● Quoted passage
Letter carriers say legislation will cause delays, large job losses.
Dennis Carman, president of the letter carriers Branch 100, said the cuts to the Postal Service are not necessary. Organizers said the pending legislation would ultimately end door-to-door delivery.
About 50 active and retired members of the National Association of Letter Carriers and others marched Thursday outside the downtown Toledo office of U.S. Sen. Rob Portman to protest cost-cutting legislation that would downsize the U.S. Postal Service.
The hour-long demonstration in front of the Ohio Building on Madison Avenue was part of the "Save America's Postal Service" demonstrations outside of Senate offices across the country, designed to apply pressure to oppose Senate Bill 1789.
Organizers said the postal reform bill would eliminate Saturday delivery within two years, delay mail delivery times, close 287 mail sort centers and 3,700 post offices, and cut 220,000 jobs -- half by attrition and half by firing -- eventually ending door-to-door delivery completely.
The mail processing center on South St. Clair Street in Toledo's Warehouse District is among the facilities facing closure, a move that would affect 35,000 workers. Five Toledo post offices are also on the closure list -- Manhattan Boulevard, Point Place, Old West End, East Toledo, and Dorr Street.
The U.S. Postal Service said it needs to downsize and restructure its health-care program to close its deficit.
"It is just not necessary," Dennis Carman, president of the letter carriers Branch 100 representing more than 300 workers employed at post offices in northwest Ohio, said of the proposed cuts.
Leaflets that the protesters distributed during the national day of action maintain that work performed by the Postal Service in delivering mail, medicine, and packages at low cost in a timely fashion is vital to a thriving economy.

[Point-per-instance localization data]
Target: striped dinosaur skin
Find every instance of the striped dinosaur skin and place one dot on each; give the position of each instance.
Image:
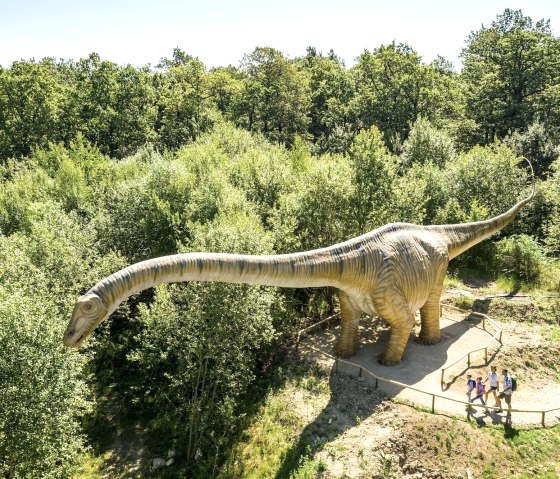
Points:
(391, 271)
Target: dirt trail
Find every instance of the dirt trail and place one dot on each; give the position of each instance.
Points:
(420, 368)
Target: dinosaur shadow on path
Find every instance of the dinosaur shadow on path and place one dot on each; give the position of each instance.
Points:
(353, 398)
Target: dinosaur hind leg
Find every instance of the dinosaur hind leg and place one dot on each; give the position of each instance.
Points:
(348, 340)
(430, 332)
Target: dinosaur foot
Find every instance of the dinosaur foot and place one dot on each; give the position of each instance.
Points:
(345, 352)
(381, 359)
(428, 341)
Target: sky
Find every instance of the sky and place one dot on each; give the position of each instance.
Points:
(220, 32)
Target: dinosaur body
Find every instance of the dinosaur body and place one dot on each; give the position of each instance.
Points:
(392, 272)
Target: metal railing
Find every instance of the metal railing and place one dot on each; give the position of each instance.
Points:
(497, 336)
(377, 379)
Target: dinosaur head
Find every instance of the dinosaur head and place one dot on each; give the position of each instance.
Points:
(89, 311)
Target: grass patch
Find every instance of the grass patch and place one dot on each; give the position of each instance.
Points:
(534, 445)
(269, 443)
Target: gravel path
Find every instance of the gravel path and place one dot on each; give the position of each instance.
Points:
(421, 367)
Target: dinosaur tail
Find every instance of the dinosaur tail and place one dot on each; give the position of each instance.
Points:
(461, 237)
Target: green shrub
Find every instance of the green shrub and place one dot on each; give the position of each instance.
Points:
(521, 257)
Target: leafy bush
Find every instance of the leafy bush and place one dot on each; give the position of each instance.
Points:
(427, 144)
(520, 256)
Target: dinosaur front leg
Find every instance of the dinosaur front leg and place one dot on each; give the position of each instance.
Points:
(395, 310)
(348, 340)
(430, 332)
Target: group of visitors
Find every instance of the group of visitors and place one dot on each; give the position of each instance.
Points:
(479, 388)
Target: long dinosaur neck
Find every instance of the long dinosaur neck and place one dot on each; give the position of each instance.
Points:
(461, 237)
(300, 270)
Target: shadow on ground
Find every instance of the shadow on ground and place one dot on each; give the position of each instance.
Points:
(344, 411)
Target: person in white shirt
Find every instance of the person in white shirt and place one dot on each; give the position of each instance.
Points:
(507, 389)
(494, 383)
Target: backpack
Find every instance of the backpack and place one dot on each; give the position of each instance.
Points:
(514, 383)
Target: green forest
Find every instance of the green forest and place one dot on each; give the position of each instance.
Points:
(104, 165)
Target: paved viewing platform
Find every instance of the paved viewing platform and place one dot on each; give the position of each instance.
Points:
(421, 369)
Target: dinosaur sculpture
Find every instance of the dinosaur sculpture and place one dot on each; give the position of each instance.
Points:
(391, 271)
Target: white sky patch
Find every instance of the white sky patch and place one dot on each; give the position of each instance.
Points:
(221, 32)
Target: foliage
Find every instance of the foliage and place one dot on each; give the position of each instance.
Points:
(519, 256)
(182, 348)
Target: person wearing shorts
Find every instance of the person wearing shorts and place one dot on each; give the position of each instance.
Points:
(471, 385)
(507, 389)
(494, 383)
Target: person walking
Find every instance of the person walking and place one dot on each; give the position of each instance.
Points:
(507, 392)
(471, 385)
(494, 384)
(480, 393)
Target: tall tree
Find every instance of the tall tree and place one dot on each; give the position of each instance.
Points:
(276, 97)
(30, 101)
(394, 88)
(512, 72)
(185, 106)
(331, 126)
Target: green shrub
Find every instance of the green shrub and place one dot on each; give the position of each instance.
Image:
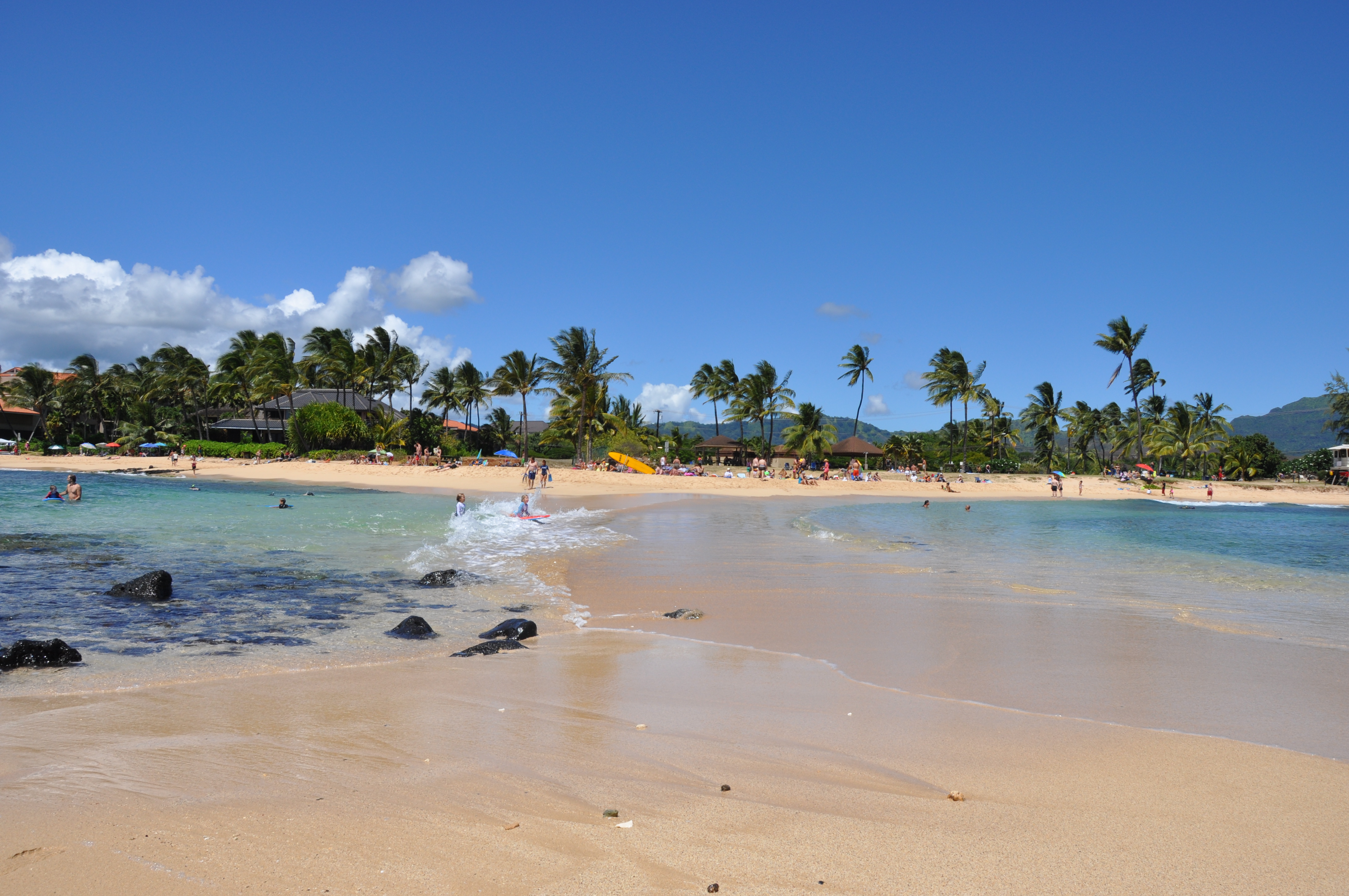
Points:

● Assignment A
In the postal protest article, how many Toledo post offices are on the closure list?
● Assignment B
Please carry the postal protest article forward from its last sentence.
You won't need the data.

● Expected answer A
Five.

● Expected answer B
Retired postal employee John Boellner, who was among the demonstrators, said 35 million Americans depend on the agency and the cost-cutting measures will hurt small business owners and citizens who depend on the mail to get medicine, checks, and other important documents.
"We visit every home in America every day. We understand what people go though," said Mr. Boellner, a 37-year postal worker who lives in Maumee. "It seems like they want to dismantle the Postal Service."
No one from the office of Senator Portman, a Republican, came out during the demonstration. The senator said in a statement that he will continue monitoring decisions affecting mail delivery for Ohioans and assure that Ohio employees are treated fairly.
"The closures are very difficult for a lot of hardworking Ohioans employed by the postal service and the communities they serve. That's why I have publicly called for the USPS to approach postal down-sizing decisions with careful study and full participation from the affected communities and work force. Unfortunately, USPS as currently structured is losing billions of dollars every year, and it must be reformed to preserve this important public service while restoring long-term fiscal sustainability," he said.
Toledo city Councilman George Sarantou talked to the demonstrators after he left his office in the building across the street.
He blamed the agency's red ink on 2006 legislation that mandated setting aside 75 years' worth of future retiree health benefits over a 10-year period.
"This will have a very negative effect. It will mean more delays. It is just going to be a mess," Mr. Sarantou said about the cuts. "This is just horrible legislation."